--- Activity ---
Copy out each line below exactly as it appears.

─── Supplied material

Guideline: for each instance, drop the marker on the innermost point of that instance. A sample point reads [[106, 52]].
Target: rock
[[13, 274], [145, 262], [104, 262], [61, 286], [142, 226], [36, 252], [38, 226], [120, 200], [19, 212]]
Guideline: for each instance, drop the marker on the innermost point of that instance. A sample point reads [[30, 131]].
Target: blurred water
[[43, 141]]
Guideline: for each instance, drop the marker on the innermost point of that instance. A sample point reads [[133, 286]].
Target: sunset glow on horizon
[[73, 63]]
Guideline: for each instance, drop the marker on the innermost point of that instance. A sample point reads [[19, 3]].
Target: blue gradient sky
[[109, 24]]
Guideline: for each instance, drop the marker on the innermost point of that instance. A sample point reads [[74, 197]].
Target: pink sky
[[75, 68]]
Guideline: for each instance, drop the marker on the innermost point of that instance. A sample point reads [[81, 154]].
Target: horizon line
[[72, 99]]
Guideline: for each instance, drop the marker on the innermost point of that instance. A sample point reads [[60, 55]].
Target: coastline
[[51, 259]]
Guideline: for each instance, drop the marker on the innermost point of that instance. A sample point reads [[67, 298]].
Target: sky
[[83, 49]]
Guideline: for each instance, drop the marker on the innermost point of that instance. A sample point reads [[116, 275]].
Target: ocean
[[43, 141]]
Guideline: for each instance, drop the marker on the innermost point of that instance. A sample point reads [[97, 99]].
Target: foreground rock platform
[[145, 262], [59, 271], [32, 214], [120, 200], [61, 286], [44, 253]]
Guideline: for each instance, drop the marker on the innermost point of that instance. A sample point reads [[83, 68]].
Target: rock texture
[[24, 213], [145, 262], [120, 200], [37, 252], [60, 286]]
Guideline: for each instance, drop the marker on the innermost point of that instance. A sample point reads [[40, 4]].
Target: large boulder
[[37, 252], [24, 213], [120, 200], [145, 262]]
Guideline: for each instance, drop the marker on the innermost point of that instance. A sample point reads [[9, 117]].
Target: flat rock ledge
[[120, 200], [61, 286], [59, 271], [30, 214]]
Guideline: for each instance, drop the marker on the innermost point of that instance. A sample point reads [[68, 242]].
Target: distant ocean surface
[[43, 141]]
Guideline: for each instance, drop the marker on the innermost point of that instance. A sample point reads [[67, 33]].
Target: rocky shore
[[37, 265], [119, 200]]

──────

--- Expected answer ---
Guideline: for each instance, drop the marker on the innermost point of that instance. A sample point reads [[106, 52]].
Target: rock
[[13, 274], [145, 262], [104, 262], [61, 286], [142, 226], [36, 252], [38, 226], [120, 200], [19, 212]]
Guideline: for each instance, drop the marker on the innermost point of that instance. A sample point reads [[30, 131]].
Target: blurred water
[[43, 141]]
Guideline: for each instance, drop the marker on the innermost point of that instance. A sample point reads [[133, 286]].
Target: sunset glow on horizon
[[73, 63]]
Guideline: for each instance, drop the marker on the innermost point of that instance. A sample point reads [[19, 3]].
Target: blue gradient sky
[[109, 24]]
Guideline: for each instance, drop the marker on the innermost point of that instance. A sample point reads [[74, 197]].
Target: pink sky
[[75, 68]]
Guideline: for each instance, drop the marker on the innermost point of that instance. A sample point reads [[81, 154]].
Target: horizon line
[[72, 99]]
Guideline: for each instance, drop the marker on the innermost point of that instance. A sample point reads [[60, 55]].
Target: coastline
[[51, 259]]
Guideline: for each instance, drop the marker on the innermost point of that instance. A sample point reads [[67, 298]].
Target: sky
[[83, 49]]
Guideline: for each instance, drop the marker on the innermost point of that instance. A sample point reads [[116, 275]].
Target: ocean
[[43, 141]]
Guideline: for each instance, drop the marker on the innermost point of that instance. A sample point reads [[97, 99]].
Target: foreground rock platform
[[145, 262], [59, 271], [32, 214], [120, 200], [61, 286], [44, 253]]
Guideline: for each instance, drop the marker on the innermost point of that instance. A sample point reads [[83, 68]].
Target: rock texture
[[24, 213], [145, 262], [120, 200], [37, 252], [60, 286]]
Guideline: for each instance, drop the marker on the innermost point of that instance. A sample point reads [[40, 4]].
Target: large boulder
[[37, 252], [24, 213], [120, 200], [145, 262]]
Guideline: for each instance, drop the marker on the innermost point of that instance. A sample point reads [[9, 117]].
Target: flat rock ledge
[[120, 200], [61, 286], [59, 271], [30, 214]]
Guideline: for each instance, drop the marker on the innermost point of that instance. A sample point reads [[68, 242]].
Target: distant ocean surface
[[43, 141]]
Guideline: for each instance, drop the marker on the innermost point of that instance. A sample point reads [[67, 33]].
Target: rocky shore
[[37, 265], [119, 200]]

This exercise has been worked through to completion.